---------- DATA SUPPLIED ----------

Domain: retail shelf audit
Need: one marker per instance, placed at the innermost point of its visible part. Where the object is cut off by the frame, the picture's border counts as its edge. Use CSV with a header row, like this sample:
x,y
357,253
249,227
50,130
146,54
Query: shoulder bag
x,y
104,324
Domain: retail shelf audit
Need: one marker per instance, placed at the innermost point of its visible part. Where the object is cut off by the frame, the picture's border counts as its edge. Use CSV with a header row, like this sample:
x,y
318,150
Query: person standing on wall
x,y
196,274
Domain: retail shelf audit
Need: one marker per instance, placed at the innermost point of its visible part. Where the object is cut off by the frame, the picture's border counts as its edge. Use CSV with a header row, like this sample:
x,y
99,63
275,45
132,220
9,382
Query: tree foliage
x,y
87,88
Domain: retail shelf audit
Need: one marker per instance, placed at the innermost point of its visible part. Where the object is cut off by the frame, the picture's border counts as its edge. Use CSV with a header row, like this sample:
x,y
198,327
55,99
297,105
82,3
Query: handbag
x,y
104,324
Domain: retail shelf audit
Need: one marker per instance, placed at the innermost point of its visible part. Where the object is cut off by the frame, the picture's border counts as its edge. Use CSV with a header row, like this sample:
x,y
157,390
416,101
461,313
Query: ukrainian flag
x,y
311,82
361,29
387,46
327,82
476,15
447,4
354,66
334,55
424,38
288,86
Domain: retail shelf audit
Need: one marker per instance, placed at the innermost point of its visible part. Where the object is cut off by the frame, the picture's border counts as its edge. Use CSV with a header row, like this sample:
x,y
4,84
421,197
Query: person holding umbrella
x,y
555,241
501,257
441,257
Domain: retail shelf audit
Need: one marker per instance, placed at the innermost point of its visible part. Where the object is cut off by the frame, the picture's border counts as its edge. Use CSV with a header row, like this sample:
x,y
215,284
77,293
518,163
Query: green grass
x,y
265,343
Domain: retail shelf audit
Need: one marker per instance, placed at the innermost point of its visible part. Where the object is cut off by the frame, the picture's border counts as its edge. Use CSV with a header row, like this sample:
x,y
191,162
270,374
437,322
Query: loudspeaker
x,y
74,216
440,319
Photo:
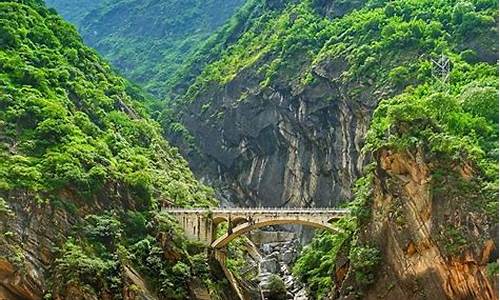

----------

**TASK**
Count the lines of the listing above: how many contain the string "person"? Reply with the number only.

**RESPONSE TO THIS TASK**
2